**ZU BEARBEITEN:**
• A. Beantworte bitte zum Interview über das Urheberrecht diese Fragen:
(i) Auf welcher Konferenz wurde das Gespräch geführt?
(ii) Auf wie viele Jahre will die Musikindustrie die Schutzfrist ausdehnen?
(iii) In welchem Jahr ist das Album „Please Please Me“ erschienen?
• B. Führe das Interview über das Urheberrecht nach seinem letzten Satz weiter.

**AUSZUG:**
Hal Varian: Das Urheberrechtssystem ist skandalös ineffizient
An der Grundidee geistiger Eigentumsrechte, so Varian, sei festzuhalten, aber das aktuelle System sei zu extrem. So sei ein universeller Zugang zu Wissen heute zwar technisch realisierbar, es fehle aber an einem Rechtssystem, das die richtigen Anreize dafür schafft. Am Rande der Konferenz Wizards of OS 4 sprach Jens Ihlenfeld mit Varian.
iRights.info: In rund sieben Jahren wird der in Europa 50 Jahre geltende Urheberrechtsschutz für das erste Beatles-Album „Please Please Me“ auslaufen, das im Jahre 1963 erschienen ist. Die Musikindustrie fordert mit Verweis auch auf diesen Fall eine Ausdehnung auf 95 Jahre. Glauben Sie die Schutzfrist wird wieder einmal verlängert?
Varian: Ich weiß es nicht, aber ich habe das Gefühl, dass die Europäer etwas sensibler sind, was dieses Thema angeht. Der Einfluss der Unterhaltungsindustrie ist hier nicht so groß, so mein Eindruck, aber ich kann mich da irren.
Halten Sie denn eine Verlängerung der Schutzfrist für sinnvoll?

**DATENTEIL:**

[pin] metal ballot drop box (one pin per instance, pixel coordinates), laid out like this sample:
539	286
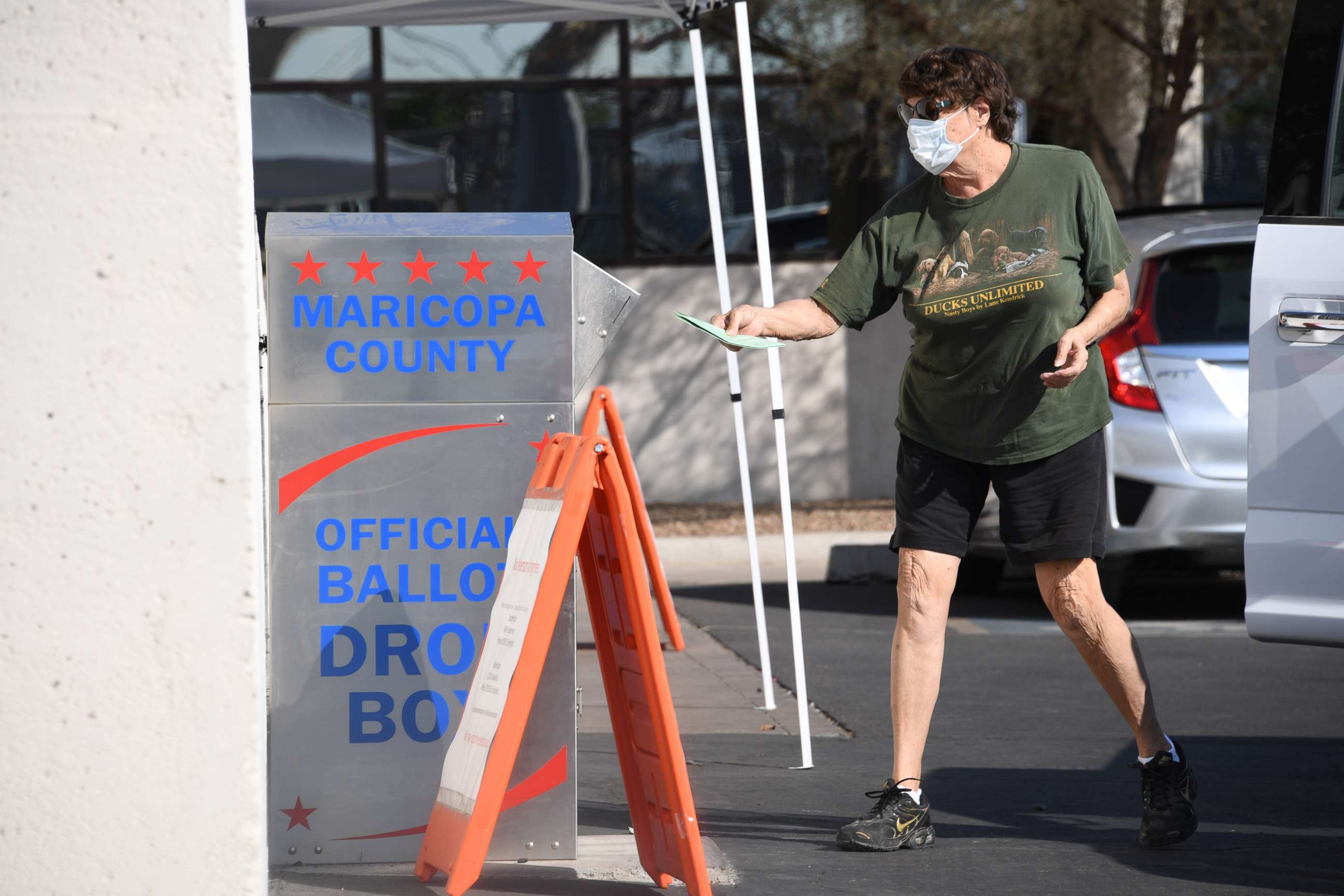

**ANTWORTEN:**
• A.
(i) Wizards of OS 4
(ii) Auf 95 Jahre
(iii) 1963

• B.
Nein, eine nachträgliche Verlängerung ist ganz sicher nicht sinnvoll. Auch eine Verlängerung um 20 oder 25 Jahre erscheint mir aus ökonomischer Sicht wenig sinnvoll.
Unter anderem zusammen mit Georg Akerlof, Kenneth Arrow, James M. Buchanan, Ronald Coase und Milton Friedman schrieben Sie 2002 in einer Stellungnahme an den Obersten Gerichtshof der USA, eine Verlängerung des Urheberrechts um 20 Jahre erhöht den Wert der Rechte nur um 0,33 Prozent. Die Musikindustrie argumentiert aber, man könne mit Songs der Beatles oder von Elvis heute noch gutes Geld verdienen.
Aber was zählt, sind doch die Anreize zu dem Zeitpunkt, zu dem ein Werk entsteht. Künstler wie Elvis oder die Beatles wussten doch damals nicht, wie viel Geld man mit ihrer Musik verdienen kann. Sie hatten damals aber ganz offenbar genug Anreize, Musik zu machen. Es ist nicht sinnvoll, diese Anreize im Nachhinein zu erhöhen.
Mit zunehmender Dauer der Schutzfristen stellt sich aber noch ein ganz anderes Problem, es gibt „Orphan Works“ (verwaiste Arbeiten), also Inhalte, deren Urheber kaum oder gar nicht zu ermitteln sind.
Absolut. Zum Thema „Orphan Works“ habe ich gerade etwas veröffentlicht. [Copyright Term and Orphan Works, Anm. d. Red.] Ich halte es für einen Skandal, dass wir es hier mit einem derart ineffizienten System zu tun haben.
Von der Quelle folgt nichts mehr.